WHAT TO WORK ON. In the material below, the lines from the one containing "Where can the upper" through the one containing "Where can the melitta" are to be given again exactly, ends included, and no others.

INFORMATION PROVIDED.
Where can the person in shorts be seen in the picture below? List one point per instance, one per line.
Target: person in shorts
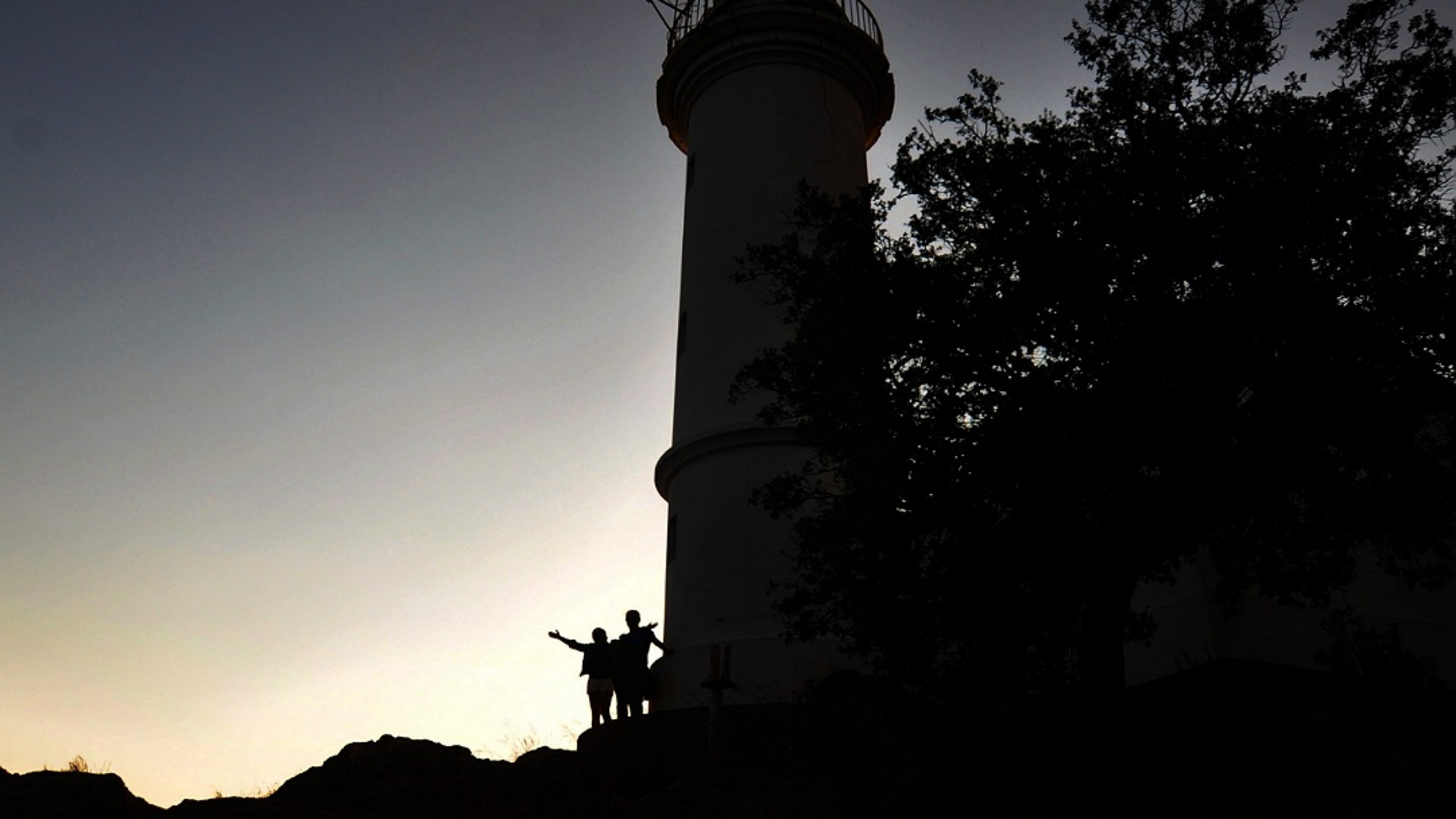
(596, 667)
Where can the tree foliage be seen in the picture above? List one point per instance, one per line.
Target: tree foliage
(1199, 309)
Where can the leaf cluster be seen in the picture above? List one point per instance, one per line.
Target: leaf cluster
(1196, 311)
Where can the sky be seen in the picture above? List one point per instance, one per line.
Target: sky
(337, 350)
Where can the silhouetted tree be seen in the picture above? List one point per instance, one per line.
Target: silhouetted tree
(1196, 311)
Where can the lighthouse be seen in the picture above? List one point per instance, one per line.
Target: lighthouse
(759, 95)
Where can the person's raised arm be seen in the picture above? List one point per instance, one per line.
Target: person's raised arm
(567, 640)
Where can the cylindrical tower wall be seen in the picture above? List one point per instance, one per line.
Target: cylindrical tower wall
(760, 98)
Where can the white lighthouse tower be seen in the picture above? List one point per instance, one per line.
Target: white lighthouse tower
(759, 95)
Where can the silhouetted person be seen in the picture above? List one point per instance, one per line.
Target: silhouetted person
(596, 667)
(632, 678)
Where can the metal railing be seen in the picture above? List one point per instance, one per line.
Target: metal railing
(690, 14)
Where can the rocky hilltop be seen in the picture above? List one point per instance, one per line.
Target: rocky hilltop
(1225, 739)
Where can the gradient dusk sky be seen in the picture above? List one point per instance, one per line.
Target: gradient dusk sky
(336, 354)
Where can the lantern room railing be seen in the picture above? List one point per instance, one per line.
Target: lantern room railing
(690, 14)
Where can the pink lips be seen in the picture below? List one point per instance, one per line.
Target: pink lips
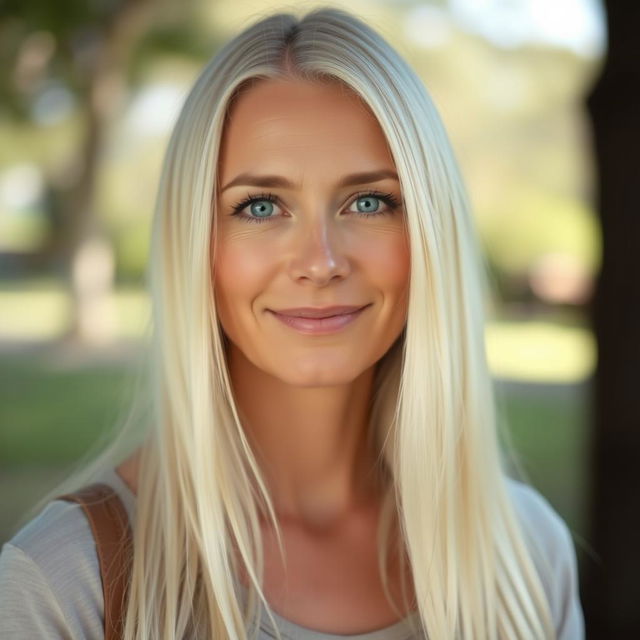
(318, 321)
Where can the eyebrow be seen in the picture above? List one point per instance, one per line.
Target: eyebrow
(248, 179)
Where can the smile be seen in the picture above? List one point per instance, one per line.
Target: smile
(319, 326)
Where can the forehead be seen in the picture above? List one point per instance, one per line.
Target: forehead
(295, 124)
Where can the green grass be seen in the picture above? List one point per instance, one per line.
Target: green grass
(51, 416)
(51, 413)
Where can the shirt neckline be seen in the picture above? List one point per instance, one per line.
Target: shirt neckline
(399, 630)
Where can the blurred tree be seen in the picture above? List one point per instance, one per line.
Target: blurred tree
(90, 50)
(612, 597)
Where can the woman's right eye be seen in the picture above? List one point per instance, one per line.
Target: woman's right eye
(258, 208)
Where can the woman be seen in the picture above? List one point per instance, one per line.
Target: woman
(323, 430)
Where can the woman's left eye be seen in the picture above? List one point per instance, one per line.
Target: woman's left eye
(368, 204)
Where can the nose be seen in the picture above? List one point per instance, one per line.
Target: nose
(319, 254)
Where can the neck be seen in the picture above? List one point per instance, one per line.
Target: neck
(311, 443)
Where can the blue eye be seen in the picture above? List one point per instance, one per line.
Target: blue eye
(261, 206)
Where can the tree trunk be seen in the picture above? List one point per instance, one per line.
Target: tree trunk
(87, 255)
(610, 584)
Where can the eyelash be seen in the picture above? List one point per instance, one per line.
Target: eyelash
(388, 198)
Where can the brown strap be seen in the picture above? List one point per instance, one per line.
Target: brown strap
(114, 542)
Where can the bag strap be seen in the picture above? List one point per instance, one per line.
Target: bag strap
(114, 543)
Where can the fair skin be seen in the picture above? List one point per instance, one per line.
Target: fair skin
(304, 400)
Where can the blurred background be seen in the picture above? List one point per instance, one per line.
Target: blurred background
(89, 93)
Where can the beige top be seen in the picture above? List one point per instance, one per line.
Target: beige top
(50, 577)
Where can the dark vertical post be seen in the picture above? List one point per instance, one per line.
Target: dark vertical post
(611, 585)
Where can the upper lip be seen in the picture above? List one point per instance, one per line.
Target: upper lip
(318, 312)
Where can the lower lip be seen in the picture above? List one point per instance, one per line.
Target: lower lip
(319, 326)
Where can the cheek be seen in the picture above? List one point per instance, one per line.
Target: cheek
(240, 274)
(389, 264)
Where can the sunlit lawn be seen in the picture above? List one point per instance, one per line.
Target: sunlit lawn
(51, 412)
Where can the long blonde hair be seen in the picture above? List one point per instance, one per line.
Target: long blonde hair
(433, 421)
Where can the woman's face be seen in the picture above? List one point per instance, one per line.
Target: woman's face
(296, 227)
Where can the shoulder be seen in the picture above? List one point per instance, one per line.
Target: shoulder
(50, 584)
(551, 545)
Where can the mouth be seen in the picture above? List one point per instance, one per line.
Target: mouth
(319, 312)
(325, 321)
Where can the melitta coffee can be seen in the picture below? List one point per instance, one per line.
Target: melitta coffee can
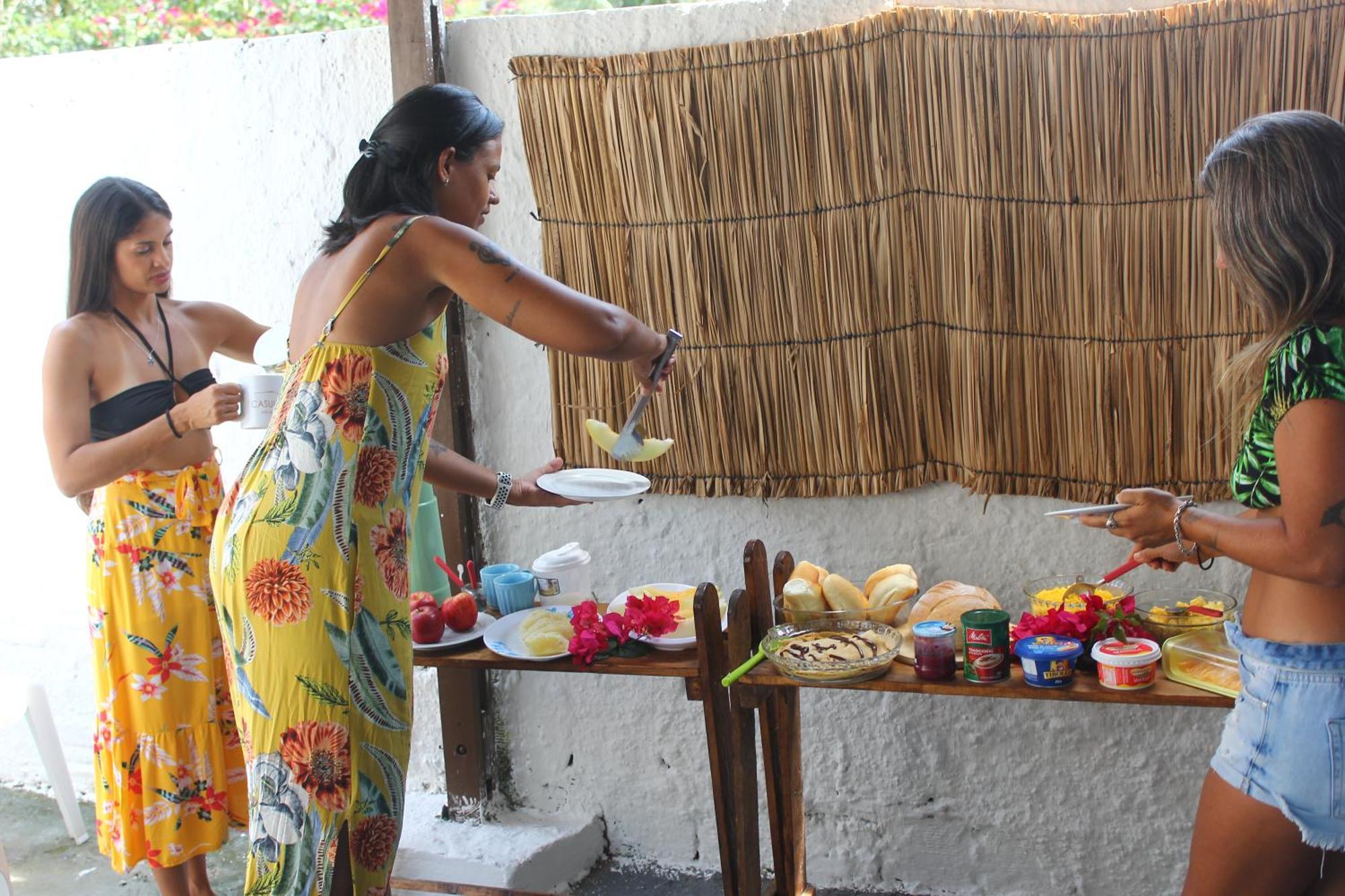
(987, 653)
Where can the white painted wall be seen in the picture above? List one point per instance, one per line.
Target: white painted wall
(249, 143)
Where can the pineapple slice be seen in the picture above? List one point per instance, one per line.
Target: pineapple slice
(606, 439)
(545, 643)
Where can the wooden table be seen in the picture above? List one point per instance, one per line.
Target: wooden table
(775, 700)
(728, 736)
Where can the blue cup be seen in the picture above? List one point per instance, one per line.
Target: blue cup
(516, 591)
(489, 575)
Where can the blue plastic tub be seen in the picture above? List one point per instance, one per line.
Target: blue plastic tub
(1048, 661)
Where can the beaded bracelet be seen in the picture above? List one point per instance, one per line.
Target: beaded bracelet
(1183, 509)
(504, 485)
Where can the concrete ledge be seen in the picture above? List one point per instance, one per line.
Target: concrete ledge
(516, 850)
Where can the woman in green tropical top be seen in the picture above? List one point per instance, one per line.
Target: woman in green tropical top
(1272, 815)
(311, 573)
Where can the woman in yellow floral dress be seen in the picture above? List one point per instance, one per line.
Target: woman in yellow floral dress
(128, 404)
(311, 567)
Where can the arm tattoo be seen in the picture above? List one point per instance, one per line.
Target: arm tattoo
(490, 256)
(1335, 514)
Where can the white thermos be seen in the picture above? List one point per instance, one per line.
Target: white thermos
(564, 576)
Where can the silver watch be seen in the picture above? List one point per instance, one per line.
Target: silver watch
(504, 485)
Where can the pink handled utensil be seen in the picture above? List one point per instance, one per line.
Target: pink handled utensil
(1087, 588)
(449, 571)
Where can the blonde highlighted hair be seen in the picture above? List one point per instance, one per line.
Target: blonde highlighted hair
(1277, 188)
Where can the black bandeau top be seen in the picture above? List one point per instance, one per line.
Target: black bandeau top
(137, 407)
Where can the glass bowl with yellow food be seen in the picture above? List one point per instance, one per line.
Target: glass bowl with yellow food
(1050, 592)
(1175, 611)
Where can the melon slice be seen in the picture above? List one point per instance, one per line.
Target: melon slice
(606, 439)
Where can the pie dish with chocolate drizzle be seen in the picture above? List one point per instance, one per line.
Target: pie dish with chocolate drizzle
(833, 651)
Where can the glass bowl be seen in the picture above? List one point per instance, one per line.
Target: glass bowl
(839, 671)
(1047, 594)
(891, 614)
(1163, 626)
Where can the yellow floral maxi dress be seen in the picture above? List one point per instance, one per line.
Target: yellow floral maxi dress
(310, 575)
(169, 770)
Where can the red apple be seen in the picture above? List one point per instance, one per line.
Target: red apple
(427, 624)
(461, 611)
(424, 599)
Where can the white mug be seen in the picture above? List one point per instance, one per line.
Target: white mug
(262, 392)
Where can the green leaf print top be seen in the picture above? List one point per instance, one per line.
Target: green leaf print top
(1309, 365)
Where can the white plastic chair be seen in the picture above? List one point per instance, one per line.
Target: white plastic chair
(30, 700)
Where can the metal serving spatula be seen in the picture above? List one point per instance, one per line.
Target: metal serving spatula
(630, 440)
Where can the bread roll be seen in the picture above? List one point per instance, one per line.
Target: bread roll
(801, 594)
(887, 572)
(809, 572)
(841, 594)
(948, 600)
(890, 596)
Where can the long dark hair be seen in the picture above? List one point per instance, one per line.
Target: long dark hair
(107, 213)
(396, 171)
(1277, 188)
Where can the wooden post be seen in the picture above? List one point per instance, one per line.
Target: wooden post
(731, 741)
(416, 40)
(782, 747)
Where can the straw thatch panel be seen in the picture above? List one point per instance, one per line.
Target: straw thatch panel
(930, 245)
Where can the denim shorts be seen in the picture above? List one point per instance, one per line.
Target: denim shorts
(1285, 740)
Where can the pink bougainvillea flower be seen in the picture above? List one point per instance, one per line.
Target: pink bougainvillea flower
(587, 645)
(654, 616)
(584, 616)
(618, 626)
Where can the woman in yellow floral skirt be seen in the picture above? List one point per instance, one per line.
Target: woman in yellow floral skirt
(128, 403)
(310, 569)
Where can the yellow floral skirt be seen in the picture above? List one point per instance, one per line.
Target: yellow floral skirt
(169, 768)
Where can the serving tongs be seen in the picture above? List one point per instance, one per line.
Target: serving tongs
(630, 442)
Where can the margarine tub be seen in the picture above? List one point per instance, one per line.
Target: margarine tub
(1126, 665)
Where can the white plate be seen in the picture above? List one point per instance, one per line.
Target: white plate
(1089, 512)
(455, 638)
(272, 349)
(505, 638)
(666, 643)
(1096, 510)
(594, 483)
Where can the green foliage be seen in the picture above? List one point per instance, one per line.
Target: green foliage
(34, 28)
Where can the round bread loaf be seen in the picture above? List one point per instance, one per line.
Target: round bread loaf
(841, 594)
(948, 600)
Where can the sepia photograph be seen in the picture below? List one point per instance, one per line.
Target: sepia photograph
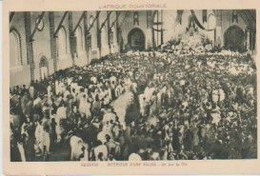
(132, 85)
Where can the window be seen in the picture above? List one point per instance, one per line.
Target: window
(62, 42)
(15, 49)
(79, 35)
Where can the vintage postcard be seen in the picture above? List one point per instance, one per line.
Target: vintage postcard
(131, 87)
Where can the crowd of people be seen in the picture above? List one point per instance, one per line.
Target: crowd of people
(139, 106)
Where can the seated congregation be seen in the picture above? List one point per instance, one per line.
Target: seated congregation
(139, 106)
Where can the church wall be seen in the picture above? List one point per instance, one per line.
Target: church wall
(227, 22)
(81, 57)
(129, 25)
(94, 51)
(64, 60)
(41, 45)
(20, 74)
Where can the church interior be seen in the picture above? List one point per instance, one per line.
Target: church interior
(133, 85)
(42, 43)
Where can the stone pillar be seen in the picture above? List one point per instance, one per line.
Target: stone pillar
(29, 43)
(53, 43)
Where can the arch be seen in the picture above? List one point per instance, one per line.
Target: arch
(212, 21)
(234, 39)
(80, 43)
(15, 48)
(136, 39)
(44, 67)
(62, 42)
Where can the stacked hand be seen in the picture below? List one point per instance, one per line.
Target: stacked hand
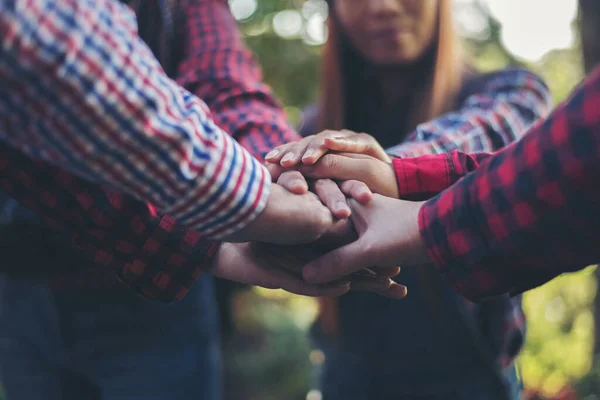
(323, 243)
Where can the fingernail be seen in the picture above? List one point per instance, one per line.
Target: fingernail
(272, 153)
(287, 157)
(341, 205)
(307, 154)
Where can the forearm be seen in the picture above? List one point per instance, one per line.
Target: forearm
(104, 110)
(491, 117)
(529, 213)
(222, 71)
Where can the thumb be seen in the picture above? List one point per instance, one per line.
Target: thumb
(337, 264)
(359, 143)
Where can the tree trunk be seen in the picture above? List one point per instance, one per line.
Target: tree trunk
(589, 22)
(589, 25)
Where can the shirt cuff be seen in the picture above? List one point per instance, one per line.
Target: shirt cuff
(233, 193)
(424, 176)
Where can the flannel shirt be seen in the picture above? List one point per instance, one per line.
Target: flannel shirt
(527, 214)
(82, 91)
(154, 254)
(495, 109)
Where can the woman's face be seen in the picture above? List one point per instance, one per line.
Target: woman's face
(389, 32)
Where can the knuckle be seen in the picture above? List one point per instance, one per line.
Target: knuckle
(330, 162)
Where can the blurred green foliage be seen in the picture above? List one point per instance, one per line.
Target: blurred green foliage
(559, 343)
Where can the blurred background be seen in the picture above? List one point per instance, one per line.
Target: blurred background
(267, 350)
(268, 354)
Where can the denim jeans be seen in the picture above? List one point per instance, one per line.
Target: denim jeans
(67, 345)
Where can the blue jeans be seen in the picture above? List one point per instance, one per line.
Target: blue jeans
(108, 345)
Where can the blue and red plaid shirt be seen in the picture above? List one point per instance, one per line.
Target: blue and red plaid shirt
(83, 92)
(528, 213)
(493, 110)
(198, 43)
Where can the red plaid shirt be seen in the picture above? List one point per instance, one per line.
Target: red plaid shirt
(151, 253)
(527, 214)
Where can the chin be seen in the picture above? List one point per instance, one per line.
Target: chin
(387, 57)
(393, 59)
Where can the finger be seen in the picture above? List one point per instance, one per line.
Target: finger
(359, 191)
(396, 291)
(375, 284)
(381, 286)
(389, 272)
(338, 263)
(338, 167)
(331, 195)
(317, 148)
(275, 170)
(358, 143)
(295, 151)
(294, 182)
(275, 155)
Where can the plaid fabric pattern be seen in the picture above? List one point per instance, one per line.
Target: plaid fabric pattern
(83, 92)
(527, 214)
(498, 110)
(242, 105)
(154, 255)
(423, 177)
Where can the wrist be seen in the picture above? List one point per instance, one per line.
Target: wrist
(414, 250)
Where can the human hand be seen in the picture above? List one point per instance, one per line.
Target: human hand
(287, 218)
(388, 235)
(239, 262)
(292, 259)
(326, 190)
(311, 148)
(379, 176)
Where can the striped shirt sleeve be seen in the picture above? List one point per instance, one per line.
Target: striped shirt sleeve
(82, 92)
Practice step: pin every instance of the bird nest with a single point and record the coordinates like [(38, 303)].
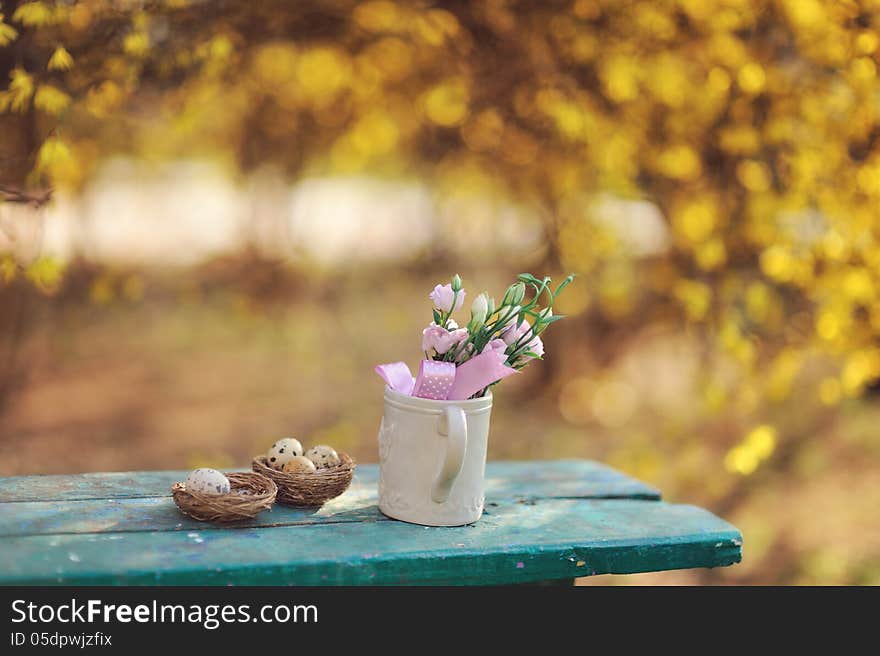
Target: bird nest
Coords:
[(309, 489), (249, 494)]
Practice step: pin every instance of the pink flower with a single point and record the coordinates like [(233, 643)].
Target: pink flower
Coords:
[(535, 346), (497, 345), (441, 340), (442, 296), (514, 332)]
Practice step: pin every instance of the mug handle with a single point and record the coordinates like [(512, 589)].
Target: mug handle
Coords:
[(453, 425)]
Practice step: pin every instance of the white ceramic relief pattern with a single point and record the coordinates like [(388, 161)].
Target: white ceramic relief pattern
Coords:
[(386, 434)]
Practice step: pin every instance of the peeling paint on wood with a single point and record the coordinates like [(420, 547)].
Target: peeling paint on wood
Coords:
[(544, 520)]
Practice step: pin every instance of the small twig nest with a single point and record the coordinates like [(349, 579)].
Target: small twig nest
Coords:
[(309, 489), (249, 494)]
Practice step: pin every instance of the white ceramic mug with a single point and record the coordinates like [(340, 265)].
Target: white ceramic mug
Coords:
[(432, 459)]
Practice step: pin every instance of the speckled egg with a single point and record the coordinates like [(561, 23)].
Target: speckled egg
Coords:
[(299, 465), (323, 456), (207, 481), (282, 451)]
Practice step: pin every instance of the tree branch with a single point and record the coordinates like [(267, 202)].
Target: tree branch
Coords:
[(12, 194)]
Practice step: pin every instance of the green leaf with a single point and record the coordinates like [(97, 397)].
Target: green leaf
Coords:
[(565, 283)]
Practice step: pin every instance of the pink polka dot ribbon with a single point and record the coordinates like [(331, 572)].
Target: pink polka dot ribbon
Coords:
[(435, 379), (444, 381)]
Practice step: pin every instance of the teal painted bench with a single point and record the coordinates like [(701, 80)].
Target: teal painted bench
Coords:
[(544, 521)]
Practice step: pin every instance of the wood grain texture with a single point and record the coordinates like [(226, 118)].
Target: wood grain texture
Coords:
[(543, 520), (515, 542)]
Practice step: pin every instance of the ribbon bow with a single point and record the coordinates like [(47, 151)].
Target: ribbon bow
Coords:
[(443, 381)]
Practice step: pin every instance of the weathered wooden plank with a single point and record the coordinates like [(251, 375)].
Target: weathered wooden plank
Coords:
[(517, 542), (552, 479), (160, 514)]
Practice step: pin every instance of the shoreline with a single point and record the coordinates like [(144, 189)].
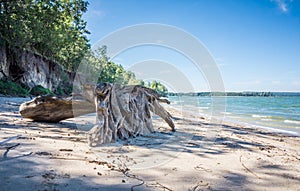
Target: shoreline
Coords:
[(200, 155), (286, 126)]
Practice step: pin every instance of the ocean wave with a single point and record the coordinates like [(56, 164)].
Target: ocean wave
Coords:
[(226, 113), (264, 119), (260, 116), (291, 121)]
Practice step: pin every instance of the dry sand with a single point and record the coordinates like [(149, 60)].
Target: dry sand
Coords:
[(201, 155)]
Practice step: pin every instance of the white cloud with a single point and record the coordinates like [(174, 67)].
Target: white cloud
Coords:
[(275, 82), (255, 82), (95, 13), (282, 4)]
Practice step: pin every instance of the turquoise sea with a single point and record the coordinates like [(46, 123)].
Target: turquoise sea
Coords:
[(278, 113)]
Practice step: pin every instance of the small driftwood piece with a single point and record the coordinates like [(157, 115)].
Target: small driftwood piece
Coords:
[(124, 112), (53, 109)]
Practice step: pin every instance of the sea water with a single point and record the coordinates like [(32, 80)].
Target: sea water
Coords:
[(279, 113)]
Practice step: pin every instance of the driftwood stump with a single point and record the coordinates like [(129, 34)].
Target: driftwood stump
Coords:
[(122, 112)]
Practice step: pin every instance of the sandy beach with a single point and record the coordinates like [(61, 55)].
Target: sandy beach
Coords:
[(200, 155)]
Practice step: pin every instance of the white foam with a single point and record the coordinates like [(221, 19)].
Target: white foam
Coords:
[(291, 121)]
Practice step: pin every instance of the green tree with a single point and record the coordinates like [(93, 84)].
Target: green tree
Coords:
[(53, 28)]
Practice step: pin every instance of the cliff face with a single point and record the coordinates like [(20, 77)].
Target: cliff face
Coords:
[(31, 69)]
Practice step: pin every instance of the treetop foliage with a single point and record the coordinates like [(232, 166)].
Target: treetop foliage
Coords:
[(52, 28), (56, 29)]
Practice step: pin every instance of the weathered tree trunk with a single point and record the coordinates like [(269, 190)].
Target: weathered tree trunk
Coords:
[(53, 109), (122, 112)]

OUTPUT OF THE TASK.
Where can the upper lip be seen in the picture above? List one point per instance, one per line.
Target: upper lip
(318, 312)
Where can the lower lip be seen in the picture above? List one point per instance, one per line.
Target: lower lip
(319, 326)
Where can the cheek be seen in the picture above? List one point per instance, one per line.
Target: cheek
(240, 274)
(389, 264)
Where can the sunlit lawn be seen in the picture above? List one point per instance, one per line.
Target: sunlit lawn
(51, 412)
Where can the long blonde hair be seen in the picture above? List one point per instance, one per line.
Target: long blonde hair
(433, 421)
Where can the woman's face be seen in the picture above? List one point per instance, one per line.
Target: woman's face
(296, 227)
Where can the shoulder be seen in the picture above? List one point per instance, one per line.
Target: shoulder
(50, 584)
(551, 545)
Where can the mouth be seen in the picture above? List one point per instance, one per line.
Target: mouth
(319, 312)
(325, 321)
Where can the melitta coffee can be seen in the picture below? List one point per instance, one per line.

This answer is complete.